• [CHALLENGE]:
Reproduce the part of the entries that opens with the line containing "sky in the photo above." and closes with the last line of the entries, both ends included, keeping the requests unchanged. Add 127 to every number in the pixel coordinates given as answers.

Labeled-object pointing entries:
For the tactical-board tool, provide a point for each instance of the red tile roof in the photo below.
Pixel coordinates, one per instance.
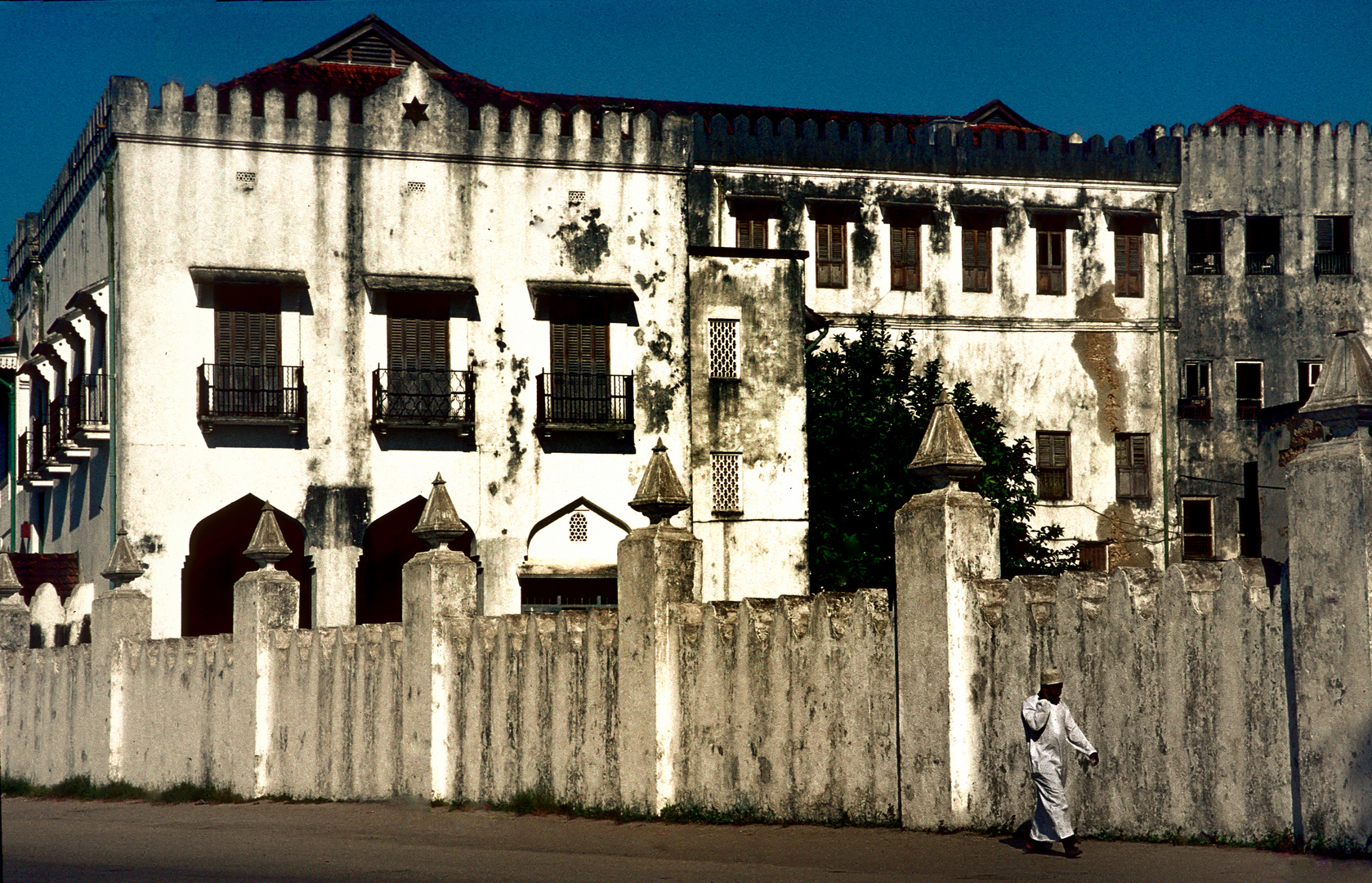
(34, 569)
(302, 73)
(1240, 115)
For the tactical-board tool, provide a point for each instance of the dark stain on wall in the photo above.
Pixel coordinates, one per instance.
(337, 515)
(585, 248)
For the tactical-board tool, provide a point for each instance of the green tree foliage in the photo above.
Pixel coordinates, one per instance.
(867, 412)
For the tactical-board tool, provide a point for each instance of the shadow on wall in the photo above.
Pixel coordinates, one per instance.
(217, 562)
(387, 545)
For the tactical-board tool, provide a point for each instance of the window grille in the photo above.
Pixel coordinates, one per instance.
(723, 478)
(1054, 466)
(723, 349)
(1133, 466)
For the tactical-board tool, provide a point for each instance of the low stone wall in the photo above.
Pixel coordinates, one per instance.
(534, 703)
(51, 715)
(1176, 677)
(788, 706)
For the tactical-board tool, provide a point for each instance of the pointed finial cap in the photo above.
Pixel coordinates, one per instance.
(945, 454)
(8, 580)
(123, 566)
(268, 544)
(1342, 398)
(660, 495)
(440, 523)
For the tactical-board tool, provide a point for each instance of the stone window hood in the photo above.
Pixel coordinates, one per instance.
(291, 282)
(383, 289)
(618, 299)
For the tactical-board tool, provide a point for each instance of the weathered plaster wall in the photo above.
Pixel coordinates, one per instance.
(333, 199)
(1297, 173)
(761, 551)
(1178, 679)
(788, 705)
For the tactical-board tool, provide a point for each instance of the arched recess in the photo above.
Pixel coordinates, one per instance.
(217, 562)
(387, 544)
(571, 558)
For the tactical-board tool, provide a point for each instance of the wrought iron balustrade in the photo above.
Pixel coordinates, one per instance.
(1333, 262)
(252, 396)
(1205, 262)
(88, 404)
(585, 401)
(422, 400)
(1194, 408)
(1263, 264)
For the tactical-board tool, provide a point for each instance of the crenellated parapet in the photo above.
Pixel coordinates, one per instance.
(935, 149)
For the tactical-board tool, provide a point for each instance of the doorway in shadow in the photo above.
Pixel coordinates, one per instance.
(217, 562)
(387, 545)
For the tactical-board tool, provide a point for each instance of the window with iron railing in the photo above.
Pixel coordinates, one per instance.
(1248, 389)
(1263, 246)
(1195, 390)
(1205, 248)
(1333, 246)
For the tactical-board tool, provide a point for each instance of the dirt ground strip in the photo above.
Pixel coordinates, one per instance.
(137, 842)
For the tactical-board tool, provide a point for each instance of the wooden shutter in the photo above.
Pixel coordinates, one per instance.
(579, 347)
(752, 232)
(976, 260)
(905, 258)
(830, 267)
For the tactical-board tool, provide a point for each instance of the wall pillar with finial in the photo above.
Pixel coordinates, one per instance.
(436, 587)
(264, 599)
(656, 567)
(121, 614)
(944, 540)
(1330, 577)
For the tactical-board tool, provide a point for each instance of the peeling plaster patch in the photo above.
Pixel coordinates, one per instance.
(585, 248)
(1127, 549)
(1098, 352)
(150, 544)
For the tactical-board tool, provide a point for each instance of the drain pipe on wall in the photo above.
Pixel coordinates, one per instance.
(1162, 390)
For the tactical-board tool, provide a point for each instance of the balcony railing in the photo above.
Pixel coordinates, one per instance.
(252, 396)
(438, 400)
(1333, 262)
(585, 402)
(1263, 264)
(88, 407)
(1205, 262)
(1194, 408)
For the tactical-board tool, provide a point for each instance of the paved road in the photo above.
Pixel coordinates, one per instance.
(135, 842)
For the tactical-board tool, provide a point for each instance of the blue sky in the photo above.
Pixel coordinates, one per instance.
(1088, 68)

• [ANSWER TO THIS PROBLEM]:
For the tactical-board tool, provide a point for each instance of the blue sky in the photo above.
Pixel coordinates, one per instance.
(1215, 195)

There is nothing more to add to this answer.